On the 3 volt circuit, you have 0% effeciency in your transmission of power, on the 120 volt 97.5%.  If you used the same current on the same wire at 240 volts you would still have 3 volts dropped, but now the voltage drop as a percentage is 1.25% resulting in an effeciency of 98.75 %.

Normally, the load will remain constant, not the current-so if you double the voltage, you halve the current resulting in half the voltage drop.  Now, in the example above you only have .625% voltage drop.  Which shows the advantage of running at a higher voltage.
Title: Re: Voltage drop question
Post by: Mike Sokol on April 14, 2017, 07:28:34 pm
In Mike's case, a 3 volt drop on a 3 volt supply = 100% voltage drop, on the 120 volt supply a 3 volt drop is 2.5%-usually considered acceptable-the chart is using a conservative 2%-but that would be the only difference between the charts is on the percentage calculation.

═══

§ **GIVEN TASK A**
Shorten the paragraph of the voltage drop discussion that begins "Normally, the load will remain constant" while keeping its main facts.
§ **GIVEN TASK B**
Carry on the voltage drop discussion from its final sentence.

Pointing dataset records
═══

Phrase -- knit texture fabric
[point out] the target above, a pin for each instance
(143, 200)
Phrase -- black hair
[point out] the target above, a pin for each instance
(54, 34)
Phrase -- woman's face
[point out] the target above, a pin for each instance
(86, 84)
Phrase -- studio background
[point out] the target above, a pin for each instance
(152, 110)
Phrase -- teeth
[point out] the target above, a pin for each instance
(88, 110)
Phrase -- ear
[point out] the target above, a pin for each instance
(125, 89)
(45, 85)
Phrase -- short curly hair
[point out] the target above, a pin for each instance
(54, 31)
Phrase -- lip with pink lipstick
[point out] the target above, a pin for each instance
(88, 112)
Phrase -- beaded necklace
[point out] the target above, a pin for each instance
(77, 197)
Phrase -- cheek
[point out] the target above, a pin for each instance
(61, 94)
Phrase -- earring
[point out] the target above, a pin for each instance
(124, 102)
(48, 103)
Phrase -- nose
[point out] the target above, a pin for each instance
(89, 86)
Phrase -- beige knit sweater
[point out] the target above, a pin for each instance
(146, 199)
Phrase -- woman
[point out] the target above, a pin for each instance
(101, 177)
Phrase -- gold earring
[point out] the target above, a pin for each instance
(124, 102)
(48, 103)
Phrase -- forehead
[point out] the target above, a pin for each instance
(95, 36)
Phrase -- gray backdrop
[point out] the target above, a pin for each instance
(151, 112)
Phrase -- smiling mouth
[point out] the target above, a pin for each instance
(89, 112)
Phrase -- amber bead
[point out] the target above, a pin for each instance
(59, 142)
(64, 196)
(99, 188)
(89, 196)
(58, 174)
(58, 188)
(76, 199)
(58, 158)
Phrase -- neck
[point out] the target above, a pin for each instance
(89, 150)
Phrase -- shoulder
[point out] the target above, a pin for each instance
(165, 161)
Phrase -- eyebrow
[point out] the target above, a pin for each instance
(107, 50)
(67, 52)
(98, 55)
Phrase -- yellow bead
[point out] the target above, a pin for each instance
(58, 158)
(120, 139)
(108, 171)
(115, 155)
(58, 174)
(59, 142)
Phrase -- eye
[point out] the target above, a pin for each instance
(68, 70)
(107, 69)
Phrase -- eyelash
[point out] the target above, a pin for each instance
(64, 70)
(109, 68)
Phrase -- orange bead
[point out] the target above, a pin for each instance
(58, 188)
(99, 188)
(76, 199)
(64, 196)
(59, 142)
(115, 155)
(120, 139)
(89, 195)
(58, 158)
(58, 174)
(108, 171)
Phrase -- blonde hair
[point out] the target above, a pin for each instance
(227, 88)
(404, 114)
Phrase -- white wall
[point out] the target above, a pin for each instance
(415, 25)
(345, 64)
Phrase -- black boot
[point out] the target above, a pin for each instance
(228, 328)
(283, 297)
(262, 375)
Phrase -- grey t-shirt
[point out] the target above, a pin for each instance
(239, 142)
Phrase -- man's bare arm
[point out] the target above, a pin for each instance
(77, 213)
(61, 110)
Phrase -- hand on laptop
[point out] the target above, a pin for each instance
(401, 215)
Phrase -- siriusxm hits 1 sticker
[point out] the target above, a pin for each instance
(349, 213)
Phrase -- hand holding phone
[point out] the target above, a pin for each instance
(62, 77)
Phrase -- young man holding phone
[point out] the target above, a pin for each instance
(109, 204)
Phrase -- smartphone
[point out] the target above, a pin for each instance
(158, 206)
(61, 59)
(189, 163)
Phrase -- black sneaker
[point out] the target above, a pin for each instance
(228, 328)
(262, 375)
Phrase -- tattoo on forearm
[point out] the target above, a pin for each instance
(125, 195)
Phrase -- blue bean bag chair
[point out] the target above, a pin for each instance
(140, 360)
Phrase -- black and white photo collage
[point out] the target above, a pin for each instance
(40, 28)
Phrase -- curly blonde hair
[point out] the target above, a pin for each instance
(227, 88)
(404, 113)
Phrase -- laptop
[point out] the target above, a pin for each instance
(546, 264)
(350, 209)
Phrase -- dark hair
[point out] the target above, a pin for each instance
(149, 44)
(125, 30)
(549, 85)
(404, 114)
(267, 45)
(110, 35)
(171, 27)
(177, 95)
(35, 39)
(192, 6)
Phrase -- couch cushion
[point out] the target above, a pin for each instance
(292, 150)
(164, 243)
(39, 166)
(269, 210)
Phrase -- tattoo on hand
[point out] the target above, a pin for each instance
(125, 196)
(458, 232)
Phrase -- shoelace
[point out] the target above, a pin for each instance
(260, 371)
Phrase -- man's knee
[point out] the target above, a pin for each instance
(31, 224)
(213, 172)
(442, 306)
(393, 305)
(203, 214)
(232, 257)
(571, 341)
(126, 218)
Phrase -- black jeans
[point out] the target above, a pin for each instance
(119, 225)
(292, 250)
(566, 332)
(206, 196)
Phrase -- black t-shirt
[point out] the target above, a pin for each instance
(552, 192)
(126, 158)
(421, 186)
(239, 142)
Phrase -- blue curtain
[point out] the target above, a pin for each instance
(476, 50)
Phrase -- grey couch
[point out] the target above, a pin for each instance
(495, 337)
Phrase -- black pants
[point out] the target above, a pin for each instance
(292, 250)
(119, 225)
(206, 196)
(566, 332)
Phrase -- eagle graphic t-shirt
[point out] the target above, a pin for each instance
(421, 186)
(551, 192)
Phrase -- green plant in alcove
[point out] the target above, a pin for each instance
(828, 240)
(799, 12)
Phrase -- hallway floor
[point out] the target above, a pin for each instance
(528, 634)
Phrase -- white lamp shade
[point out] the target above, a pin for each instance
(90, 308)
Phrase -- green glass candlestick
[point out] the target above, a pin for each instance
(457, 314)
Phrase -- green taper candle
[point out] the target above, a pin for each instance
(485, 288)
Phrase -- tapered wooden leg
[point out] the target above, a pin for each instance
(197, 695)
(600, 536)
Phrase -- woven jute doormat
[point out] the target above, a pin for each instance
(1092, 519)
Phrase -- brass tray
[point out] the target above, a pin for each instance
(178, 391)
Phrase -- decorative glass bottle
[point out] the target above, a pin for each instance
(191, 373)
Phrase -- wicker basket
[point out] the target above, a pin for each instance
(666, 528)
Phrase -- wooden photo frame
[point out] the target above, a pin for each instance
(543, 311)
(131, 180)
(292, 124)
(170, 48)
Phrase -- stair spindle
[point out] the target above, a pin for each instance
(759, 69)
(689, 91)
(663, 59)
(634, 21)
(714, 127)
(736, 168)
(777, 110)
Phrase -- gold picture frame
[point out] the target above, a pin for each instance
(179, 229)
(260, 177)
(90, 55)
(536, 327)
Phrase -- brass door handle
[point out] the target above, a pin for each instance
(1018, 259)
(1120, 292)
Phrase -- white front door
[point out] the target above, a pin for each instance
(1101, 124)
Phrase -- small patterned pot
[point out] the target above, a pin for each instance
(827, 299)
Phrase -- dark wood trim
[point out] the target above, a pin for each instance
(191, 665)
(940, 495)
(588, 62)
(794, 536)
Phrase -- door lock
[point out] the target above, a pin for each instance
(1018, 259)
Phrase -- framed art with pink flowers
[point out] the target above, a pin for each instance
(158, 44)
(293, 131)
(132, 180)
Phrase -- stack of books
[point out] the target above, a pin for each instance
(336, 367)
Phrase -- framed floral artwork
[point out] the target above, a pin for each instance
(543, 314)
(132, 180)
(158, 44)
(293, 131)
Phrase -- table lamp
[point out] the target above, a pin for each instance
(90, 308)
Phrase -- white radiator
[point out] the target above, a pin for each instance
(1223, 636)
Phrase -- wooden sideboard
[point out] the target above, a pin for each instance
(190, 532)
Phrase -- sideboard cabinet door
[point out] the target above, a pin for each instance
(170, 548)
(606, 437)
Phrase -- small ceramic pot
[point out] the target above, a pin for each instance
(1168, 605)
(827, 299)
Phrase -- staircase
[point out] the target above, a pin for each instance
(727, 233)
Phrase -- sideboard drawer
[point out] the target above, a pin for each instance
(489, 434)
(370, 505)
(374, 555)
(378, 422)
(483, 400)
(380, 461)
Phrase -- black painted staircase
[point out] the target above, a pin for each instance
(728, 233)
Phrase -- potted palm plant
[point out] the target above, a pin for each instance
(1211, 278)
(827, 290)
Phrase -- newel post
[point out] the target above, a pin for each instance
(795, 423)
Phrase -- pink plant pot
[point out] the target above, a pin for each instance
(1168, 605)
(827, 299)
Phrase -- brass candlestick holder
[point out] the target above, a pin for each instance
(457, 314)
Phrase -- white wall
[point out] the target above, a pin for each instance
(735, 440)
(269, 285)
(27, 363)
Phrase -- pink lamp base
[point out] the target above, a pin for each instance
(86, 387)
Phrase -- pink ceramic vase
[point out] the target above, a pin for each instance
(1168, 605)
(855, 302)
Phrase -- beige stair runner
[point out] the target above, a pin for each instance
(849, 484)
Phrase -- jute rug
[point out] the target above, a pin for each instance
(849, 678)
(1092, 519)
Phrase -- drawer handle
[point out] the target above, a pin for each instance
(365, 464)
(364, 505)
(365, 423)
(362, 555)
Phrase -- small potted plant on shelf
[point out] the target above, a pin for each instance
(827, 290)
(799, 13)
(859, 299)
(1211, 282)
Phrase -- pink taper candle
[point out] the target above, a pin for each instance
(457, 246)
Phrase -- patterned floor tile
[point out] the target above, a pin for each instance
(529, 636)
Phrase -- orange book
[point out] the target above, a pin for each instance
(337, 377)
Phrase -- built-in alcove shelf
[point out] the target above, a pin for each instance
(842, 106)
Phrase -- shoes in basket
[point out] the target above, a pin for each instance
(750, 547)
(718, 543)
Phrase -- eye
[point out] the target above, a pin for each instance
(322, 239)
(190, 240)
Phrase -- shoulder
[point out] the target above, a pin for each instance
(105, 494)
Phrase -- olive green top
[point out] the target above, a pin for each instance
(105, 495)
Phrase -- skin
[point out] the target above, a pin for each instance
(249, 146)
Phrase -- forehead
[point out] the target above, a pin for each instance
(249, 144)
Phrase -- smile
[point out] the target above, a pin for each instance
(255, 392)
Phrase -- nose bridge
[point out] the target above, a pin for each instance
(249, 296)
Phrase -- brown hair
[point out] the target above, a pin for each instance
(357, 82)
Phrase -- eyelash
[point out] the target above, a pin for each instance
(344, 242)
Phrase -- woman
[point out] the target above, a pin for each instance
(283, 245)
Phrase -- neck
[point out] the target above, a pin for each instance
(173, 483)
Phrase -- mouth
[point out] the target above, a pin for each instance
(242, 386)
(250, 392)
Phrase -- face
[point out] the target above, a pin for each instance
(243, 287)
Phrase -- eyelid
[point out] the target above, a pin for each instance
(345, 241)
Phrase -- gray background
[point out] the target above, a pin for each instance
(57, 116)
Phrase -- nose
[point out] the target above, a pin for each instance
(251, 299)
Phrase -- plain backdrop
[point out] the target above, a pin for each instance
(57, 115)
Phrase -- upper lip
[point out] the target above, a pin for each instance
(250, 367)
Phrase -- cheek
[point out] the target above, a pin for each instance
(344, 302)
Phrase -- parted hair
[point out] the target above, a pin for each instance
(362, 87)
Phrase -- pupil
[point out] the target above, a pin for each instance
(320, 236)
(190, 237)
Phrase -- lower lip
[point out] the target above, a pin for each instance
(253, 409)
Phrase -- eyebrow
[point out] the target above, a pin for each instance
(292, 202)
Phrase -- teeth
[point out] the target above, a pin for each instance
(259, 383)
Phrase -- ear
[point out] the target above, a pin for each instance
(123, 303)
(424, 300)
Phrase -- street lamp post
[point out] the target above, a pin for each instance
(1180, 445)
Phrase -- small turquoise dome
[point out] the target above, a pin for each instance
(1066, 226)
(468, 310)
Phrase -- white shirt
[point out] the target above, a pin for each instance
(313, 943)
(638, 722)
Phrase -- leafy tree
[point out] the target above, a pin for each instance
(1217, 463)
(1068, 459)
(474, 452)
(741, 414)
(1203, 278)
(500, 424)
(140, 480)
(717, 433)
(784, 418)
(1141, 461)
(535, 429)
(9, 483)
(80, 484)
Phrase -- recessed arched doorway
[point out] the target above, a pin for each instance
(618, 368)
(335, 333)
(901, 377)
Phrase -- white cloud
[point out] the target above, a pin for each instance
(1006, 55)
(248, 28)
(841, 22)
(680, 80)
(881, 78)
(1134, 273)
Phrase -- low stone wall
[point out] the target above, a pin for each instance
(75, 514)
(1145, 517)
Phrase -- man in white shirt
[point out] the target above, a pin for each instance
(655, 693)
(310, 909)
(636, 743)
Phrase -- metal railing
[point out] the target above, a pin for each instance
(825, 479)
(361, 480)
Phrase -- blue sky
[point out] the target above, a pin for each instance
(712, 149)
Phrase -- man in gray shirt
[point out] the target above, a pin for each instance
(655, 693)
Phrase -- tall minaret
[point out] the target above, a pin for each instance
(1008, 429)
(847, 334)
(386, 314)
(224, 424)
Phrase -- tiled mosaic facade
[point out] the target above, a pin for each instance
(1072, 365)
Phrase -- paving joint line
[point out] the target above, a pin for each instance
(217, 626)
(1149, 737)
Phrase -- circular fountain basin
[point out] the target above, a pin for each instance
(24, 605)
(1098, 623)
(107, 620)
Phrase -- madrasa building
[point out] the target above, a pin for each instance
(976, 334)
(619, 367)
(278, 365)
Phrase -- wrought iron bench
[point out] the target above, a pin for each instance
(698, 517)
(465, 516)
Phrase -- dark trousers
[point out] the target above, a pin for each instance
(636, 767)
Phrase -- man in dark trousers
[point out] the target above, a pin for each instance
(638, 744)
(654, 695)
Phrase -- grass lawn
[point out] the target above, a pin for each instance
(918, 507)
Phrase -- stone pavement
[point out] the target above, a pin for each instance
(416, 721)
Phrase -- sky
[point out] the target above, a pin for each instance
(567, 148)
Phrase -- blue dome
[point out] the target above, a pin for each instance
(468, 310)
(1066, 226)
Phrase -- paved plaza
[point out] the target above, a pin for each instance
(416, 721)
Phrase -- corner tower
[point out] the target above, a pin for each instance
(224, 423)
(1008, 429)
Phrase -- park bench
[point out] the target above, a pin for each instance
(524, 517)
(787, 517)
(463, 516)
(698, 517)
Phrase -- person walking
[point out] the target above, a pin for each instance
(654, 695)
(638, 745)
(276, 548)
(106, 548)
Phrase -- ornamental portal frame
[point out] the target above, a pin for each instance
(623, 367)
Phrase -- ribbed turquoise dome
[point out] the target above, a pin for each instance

═══

§ **RIGHT ANSWER A**
With a constant load, doubling the voltage halves the current, which halves the voltage drop. In the example above, that leaves only a .625% voltage drop, showing the advantage of running at a higher voltage.

§ **RIGHT ANSWER B**
Exactly. However, because the heating effect is uniform across the length of the extension cord (resistor), my little 10 ft piece of test cable should exhibit the same localized temperature rise as a 100 ft cable. So if you take a 100 ft of 16 gauge extension cord and make pass 30 amperes of current, it should heat up similarly to my short short cable with 3 volts passing 30 amperes of current. I've simply created a small sample from the middle of a larger sample.
Title: Re: Voltage drop question
Post by: Jonathan Johnson on April 14, 2017, 08:23:59 pm
Exactly. However, because the heating effect is uniform across the length of the extension cord (resistor), my little 10 ft piece of test cable should exhibit the same localized temperature rise as a 100 ft cable. So if you take a 100 ft of 16 gauge extension cord and make pass 30 amperes of current, it should heat up similarly to my short short cable with 3 volts passing 30 amperes of current. I've simply created a small sample from the middle of a larger sample.

And if that 100' extension cord is coiled, the heat won't dissipate so it can get hot enough to melt the insulation.
Title: Re: Voltage drop question
Post by: Ed Hall on April 14, 2017, 11:20:10 pm
And if that 100' extension cord is coiled, the heat won't dissipate so it can get hot enough to melt the insulation.

Is that why large feeder, 4/0 etc., isn't coiled but excess is laid in a figure 8 or is that done for inductive reasons?

I'm thinking inductive reasons because if 4/0 would get hot it should be larger or multiple runs.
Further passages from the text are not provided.